• **WHAT IS REQUIRED**: Rewrite the entries from the start through the line containing "column 54, row 234", replacing "Reviewer note" with "Annotator note" and leaving everything else unchanged. Omit the pictures from your answer.

[Dataset excerpt]
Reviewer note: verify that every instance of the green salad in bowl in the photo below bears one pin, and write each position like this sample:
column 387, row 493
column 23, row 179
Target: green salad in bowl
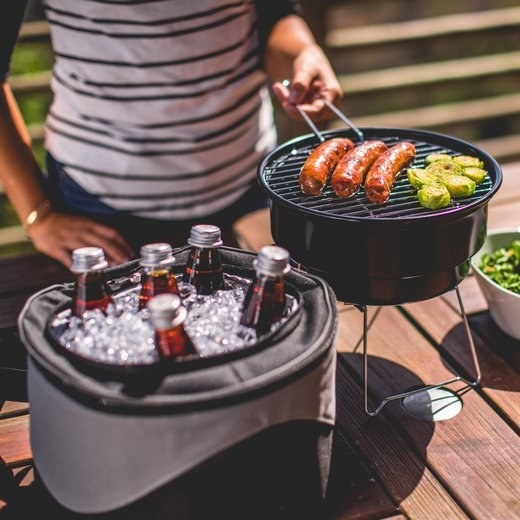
column 497, row 269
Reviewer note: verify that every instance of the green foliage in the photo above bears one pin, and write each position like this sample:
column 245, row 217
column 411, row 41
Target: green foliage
column 31, row 57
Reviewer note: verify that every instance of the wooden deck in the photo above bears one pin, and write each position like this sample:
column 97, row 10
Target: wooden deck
column 392, row 465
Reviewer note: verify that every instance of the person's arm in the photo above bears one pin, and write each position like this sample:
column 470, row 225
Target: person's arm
column 291, row 53
column 54, row 234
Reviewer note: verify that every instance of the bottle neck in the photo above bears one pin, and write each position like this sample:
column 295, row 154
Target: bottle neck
column 90, row 292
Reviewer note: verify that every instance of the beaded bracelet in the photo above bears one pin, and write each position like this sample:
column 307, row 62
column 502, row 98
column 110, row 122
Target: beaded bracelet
column 42, row 209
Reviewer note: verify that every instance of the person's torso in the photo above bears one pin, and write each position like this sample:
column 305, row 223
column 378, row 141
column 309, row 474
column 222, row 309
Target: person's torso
column 160, row 107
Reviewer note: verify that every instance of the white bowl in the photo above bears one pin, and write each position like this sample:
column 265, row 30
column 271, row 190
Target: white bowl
column 504, row 305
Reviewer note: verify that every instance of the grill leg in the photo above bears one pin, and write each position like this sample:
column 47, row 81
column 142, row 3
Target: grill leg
column 367, row 325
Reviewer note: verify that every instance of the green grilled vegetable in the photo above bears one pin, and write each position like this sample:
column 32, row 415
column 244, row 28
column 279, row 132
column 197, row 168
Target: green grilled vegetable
column 434, row 196
column 475, row 174
column 468, row 161
column 418, row 177
column 503, row 266
column 458, row 185
column 445, row 167
column 437, row 156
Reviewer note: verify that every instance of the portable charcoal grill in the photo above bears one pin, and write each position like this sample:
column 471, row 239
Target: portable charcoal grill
column 379, row 254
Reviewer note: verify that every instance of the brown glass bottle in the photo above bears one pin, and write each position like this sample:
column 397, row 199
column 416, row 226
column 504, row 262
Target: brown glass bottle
column 203, row 268
column 90, row 290
column 265, row 300
column 157, row 278
column 167, row 315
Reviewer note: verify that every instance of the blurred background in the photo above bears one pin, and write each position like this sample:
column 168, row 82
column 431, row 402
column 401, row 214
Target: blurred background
column 449, row 67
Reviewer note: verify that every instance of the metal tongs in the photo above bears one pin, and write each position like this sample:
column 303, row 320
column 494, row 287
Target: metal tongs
column 286, row 83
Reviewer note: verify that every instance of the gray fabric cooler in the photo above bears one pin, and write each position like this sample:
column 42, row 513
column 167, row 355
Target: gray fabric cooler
column 247, row 435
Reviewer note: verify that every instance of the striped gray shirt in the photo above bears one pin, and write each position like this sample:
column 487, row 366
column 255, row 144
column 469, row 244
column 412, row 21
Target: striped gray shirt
column 160, row 107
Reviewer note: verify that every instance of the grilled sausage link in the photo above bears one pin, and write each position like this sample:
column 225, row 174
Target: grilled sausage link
column 382, row 174
column 350, row 172
column 321, row 162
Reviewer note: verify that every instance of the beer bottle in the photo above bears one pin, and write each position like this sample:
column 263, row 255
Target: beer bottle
column 265, row 300
column 203, row 268
column 157, row 278
column 90, row 290
column 167, row 314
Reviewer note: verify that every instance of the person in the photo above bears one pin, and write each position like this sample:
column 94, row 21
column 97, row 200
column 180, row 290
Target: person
column 160, row 116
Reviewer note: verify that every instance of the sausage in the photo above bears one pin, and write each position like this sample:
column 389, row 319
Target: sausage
column 382, row 174
column 350, row 172
column 321, row 162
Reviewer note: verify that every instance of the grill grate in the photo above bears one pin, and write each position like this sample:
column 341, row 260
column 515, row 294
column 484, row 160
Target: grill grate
column 279, row 173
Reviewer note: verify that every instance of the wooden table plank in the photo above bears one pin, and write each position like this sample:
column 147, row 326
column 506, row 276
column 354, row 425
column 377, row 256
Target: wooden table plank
column 468, row 451
column 411, row 484
column 14, row 440
column 500, row 382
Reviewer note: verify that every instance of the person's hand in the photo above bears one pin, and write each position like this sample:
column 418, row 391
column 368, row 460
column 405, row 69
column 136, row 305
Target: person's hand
column 58, row 234
column 313, row 78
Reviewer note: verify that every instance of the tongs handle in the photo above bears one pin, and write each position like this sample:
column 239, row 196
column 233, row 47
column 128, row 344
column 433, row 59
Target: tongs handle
column 286, row 83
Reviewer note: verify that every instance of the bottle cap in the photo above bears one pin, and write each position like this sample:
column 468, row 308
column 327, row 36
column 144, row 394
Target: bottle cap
column 88, row 259
column 272, row 260
column 156, row 254
column 166, row 311
column 205, row 235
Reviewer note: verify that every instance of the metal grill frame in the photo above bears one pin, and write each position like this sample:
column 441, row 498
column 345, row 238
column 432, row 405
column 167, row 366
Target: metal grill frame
column 278, row 174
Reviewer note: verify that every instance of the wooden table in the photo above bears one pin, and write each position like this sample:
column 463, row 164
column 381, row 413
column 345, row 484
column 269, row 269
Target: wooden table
column 393, row 464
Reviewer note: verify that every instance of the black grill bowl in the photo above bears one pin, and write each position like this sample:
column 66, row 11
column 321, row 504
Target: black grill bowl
column 378, row 254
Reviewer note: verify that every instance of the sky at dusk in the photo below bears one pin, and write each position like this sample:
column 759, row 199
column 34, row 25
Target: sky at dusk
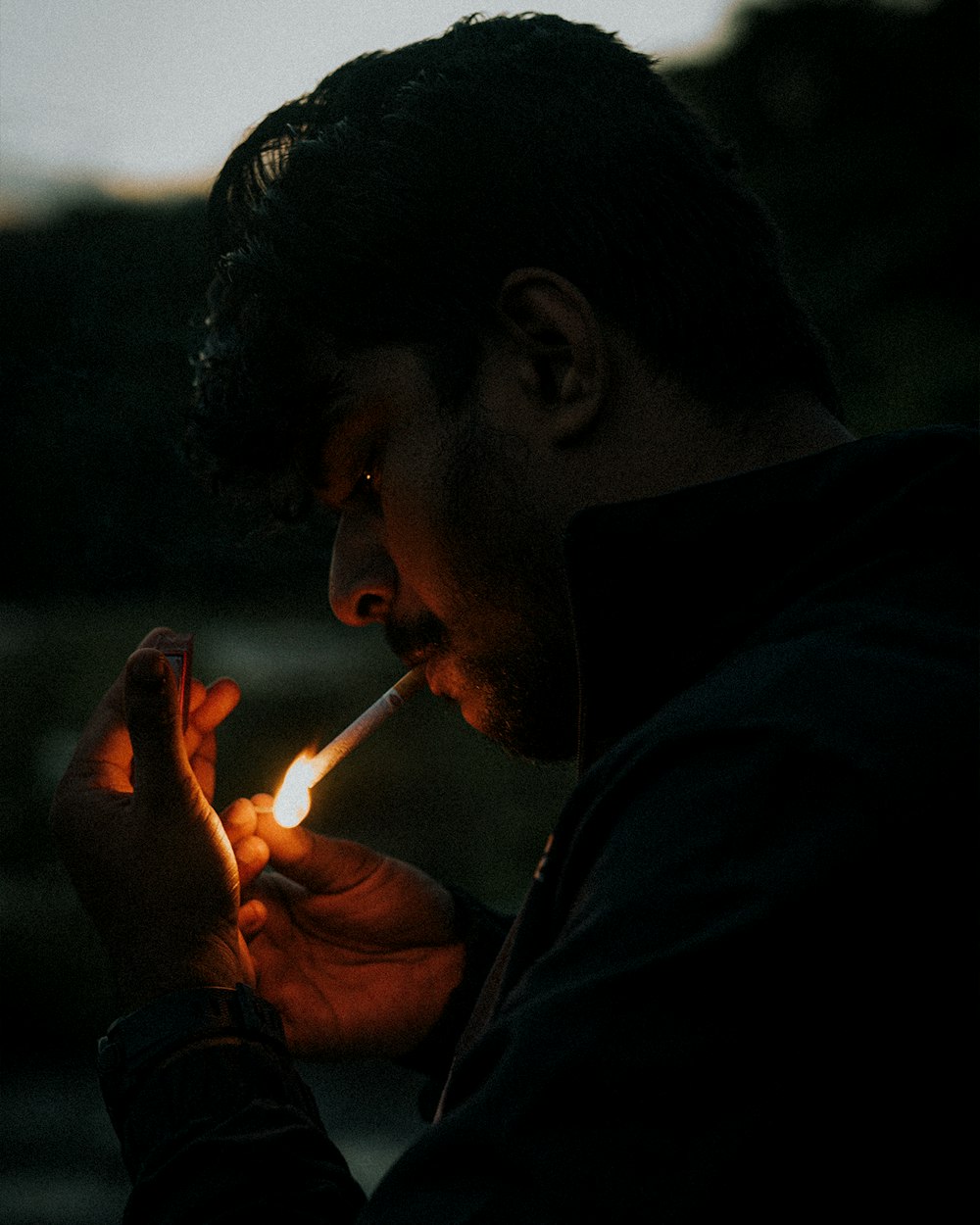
column 162, row 89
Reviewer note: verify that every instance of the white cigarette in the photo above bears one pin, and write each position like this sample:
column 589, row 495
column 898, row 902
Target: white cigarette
column 292, row 800
column 368, row 723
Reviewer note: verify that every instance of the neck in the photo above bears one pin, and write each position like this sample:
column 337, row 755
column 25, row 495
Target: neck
column 661, row 440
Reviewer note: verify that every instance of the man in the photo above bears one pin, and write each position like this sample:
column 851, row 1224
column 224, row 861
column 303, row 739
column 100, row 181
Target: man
column 501, row 304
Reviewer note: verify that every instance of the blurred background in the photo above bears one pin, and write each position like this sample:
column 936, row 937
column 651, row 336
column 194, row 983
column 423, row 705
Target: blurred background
column 857, row 122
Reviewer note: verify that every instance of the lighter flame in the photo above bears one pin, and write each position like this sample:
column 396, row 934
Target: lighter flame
column 292, row 800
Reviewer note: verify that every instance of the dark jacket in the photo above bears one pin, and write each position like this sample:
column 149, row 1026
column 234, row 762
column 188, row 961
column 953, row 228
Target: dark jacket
column 738, row 984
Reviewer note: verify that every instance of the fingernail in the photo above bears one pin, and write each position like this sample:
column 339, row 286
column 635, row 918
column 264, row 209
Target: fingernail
column 148, row 669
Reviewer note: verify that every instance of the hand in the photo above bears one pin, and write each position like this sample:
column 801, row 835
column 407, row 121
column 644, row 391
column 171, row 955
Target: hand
column 356, row 950
column 142, row 844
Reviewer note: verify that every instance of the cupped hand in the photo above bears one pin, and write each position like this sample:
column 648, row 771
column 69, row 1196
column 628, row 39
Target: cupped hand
column 141, row 842
column 356, row 950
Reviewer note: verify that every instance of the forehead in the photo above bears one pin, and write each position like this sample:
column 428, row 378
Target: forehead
column 377, row 391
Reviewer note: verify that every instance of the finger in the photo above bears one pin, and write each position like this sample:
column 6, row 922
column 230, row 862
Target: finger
column 322, row 865
column 103, row 755
column 212, row 706
column 239, row 819
column 251, row 917
column 251, row 856
column 161, row 764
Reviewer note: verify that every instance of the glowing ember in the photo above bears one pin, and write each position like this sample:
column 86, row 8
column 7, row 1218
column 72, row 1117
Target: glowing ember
column 293, row 799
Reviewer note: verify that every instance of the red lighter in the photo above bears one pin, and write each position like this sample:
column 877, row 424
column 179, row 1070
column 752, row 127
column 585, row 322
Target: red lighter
column 177, row 651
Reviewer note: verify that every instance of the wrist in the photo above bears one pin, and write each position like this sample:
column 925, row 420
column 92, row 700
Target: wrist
column 215, row 966
column 142, row 1040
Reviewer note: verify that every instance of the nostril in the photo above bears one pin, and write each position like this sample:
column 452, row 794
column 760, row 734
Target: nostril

• **SOLUTION FOR THIS TASK**:
Annotator note: verify that every instance of the green salad in bowl in the photo below bears one pin, and write each position like this sample:
column 387, row 493
column 23, row 179
Target: green salad in bowl
column 497, row 269
Annotator note: verify that every instance of the green foliage in the photo above bears one pin, and write each position like this sample:
column 245, row 217
column 411, row 41
Target: green foliage
column 31, row 57
Annotator note: verify that every instance of the wooden deck in the photo above bears one pin, and write each position like this sample:
column 97, row 10
Target: wooden deck
column 392, row 465
Annotator note: verify that every instance of the person's arm in the photo above bears one pin, and write each position like this sample:
column 470, row 225
Target: person's arm
column 291, row 53
column 54, row 234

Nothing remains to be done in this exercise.